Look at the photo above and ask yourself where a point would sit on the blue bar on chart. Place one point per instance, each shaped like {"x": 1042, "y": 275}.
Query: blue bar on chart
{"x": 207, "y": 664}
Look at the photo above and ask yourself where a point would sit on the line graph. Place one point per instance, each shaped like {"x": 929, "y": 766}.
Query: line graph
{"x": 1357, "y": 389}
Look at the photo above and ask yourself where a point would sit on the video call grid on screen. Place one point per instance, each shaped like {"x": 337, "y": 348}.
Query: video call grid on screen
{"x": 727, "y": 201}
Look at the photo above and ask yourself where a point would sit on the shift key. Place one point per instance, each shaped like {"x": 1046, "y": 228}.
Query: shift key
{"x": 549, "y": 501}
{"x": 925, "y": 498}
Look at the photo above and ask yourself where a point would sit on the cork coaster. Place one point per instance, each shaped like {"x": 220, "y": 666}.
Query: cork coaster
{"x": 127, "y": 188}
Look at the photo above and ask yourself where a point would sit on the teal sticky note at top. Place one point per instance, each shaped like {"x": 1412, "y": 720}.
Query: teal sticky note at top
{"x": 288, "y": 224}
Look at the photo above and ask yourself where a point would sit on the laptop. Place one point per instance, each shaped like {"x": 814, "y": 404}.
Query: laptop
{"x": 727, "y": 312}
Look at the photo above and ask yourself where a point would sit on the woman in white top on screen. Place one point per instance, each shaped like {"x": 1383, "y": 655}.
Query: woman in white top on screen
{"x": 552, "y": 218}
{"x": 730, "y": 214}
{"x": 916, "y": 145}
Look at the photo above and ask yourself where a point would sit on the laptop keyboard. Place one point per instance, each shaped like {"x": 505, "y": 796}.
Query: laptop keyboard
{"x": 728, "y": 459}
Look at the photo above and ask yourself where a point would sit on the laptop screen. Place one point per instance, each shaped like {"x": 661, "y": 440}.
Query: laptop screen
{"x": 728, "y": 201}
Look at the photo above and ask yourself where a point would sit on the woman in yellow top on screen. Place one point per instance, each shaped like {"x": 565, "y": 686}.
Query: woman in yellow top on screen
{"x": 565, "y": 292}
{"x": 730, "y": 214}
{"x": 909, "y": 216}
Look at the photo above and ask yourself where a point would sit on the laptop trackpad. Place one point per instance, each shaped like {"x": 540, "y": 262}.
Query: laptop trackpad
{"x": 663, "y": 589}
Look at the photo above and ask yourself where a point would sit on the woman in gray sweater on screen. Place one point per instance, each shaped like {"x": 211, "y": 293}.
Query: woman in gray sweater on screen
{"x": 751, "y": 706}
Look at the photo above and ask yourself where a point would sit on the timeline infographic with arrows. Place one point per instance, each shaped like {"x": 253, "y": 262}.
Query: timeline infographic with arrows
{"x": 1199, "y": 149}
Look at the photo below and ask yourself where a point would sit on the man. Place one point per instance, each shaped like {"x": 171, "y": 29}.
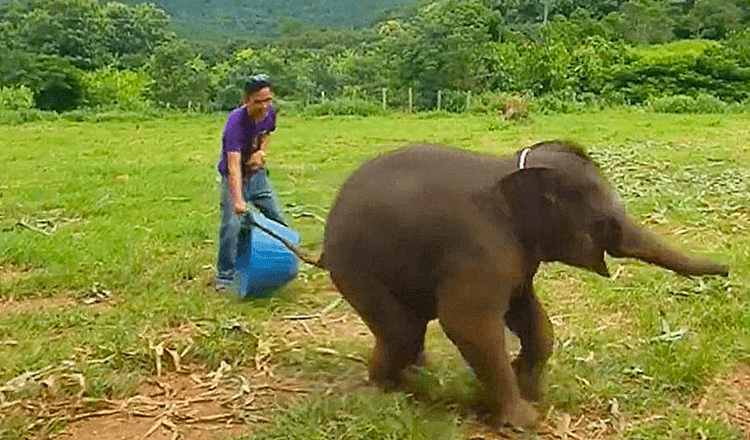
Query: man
{"x": 243, "y": 174}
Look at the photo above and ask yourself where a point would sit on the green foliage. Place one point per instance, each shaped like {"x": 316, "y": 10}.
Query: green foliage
{"x": 345, "y": 107}
{"x": 180, "y": 77}
{"x": 702, "y": 103}
{"x": 646, "y": 21}
{"x": 682, "y": 68}
{"x": 16, "y": 98}
{"x": 109, "y": 87}
{"x": 221, "y": 20}
{"x": 86, "y": 33}
{"x": 55, "y": 83}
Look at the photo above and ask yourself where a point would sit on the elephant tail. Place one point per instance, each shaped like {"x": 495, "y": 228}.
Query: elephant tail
{"x": 301, "y": 253}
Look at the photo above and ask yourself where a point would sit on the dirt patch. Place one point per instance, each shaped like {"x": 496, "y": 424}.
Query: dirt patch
{"x": 96, "y": 300}
{"x": 729, "y": 398}
{"x": 190, "y": 405}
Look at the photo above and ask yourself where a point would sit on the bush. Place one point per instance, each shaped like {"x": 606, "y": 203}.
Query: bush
{"x": 682, "y": 68}
{"x": 55, "y": 83}
{"x": 702, "y": 103}
{"x": 16, "y": 98}
{"x": 345, "y": 107}
{"x": 112, "y": 88}
{"x": 567, "y": 101}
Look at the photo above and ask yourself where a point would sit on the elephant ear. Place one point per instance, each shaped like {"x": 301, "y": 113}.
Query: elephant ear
{"x": 530, "y": 195}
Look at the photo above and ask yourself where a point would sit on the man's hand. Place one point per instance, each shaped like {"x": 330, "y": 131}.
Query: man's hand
{"x": 240, "y": 207}
{"x": 257, "y": 159}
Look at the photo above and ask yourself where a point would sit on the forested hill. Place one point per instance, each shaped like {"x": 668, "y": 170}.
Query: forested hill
{"x": 211, "y": 19}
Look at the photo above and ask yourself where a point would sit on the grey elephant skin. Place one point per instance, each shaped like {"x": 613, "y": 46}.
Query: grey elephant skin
{"x": 430, "y": 232}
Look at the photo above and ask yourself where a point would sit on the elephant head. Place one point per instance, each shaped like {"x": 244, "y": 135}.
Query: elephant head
{"x": 563, "y": 210}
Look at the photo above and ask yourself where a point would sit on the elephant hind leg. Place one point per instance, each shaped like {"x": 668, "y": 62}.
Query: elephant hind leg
{"x": 528, "y": 320}
{"x": 472, "y": 315}
{"x": 399, "y": 334}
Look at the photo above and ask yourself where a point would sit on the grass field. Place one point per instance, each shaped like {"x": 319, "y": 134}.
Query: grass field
{"x": 109, "y": 327}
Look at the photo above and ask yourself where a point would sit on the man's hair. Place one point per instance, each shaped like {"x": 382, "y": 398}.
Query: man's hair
{"x": 257, "y": 83}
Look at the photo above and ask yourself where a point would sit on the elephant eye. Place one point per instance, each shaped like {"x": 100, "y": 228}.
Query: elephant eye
{"x": 573, "y": 195}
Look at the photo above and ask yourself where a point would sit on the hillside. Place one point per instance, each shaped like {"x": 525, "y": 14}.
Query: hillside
{"x": 221, "y": 19}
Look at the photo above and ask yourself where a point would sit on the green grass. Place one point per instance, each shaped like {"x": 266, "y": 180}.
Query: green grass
{"x": 128, "y": 210}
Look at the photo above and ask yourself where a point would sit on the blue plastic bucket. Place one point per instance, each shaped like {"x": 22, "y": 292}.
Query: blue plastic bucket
{"x": 263, "y": 263}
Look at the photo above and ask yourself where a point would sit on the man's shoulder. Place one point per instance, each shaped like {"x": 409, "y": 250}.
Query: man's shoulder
{"x": 236, "y": 116}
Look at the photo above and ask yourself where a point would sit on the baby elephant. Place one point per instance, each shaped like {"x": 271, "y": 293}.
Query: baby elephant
{"x": 434, "y": 233}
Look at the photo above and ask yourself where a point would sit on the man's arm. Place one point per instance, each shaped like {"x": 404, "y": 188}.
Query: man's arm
{"x": 259, "y": 157}
{"x": 234, "y": 179}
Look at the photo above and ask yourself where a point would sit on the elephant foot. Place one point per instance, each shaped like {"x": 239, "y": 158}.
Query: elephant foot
{"x": 519, "y": 415}
{"x": 528, "y": 379}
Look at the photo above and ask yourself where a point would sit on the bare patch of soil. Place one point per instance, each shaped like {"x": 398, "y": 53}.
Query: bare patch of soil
{"x": 190, "y": 405}
{"x": 59, "y": 301}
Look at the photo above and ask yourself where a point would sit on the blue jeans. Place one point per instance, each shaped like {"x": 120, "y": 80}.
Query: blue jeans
{"x": 258, "y": 191}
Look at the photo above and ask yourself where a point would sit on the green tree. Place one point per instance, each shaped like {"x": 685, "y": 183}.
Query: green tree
{"x": 85, "y": 32}
{"x": 436, "y": 47}
{"x": 180, "y": 77}
{"x": 646, "y": 21}
{"x": 133, "y": 32}
{"x": 714, "y": 19}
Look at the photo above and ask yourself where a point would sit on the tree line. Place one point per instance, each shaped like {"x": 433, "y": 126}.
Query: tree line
{"x": 66, "y": 54}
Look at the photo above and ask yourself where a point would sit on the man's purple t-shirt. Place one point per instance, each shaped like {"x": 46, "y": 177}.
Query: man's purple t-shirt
{"x": 241, "y": 133}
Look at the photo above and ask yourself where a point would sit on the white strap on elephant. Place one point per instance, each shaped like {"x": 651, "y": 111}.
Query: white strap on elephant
{"x": 522, "y": 159}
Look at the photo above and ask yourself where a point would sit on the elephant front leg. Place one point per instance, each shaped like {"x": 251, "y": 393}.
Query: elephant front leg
{"x": 528, "y": 320}
{"x": 472, "y": 317}
{"x": 399, "y": 334}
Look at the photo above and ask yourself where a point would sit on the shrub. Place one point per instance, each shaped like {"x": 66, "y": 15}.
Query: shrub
{"x": 703, "y": 103}
{"x": 345, "y": 106}
{"x": 55, "y": 83}
{"x": 112, "y": 88}
{"x": 16, "y": 98}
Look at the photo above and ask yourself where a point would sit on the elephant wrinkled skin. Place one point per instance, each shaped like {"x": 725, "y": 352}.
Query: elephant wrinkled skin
{"x": 435, "y": 233}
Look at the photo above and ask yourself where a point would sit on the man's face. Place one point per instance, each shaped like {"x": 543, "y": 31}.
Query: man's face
{"x": 259, "y": 103}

__Required action__. Write out, exactly and with nothing else, the lines of the listing above from its first line through the line with "on the line".

__Task answer__.
Look at the photo above and ask yourself where a point would sit on the blue bar on chart. Place one point per instance, each shaped like {"x": 1042, "y": 275}.
Query: blue bar on chart
{"x": 207, "y": 664}
Look at the photo above and ask yourself where a point would sit on the line graph. Place one point per instance, each shaped like {"x": 929, "y": 766}.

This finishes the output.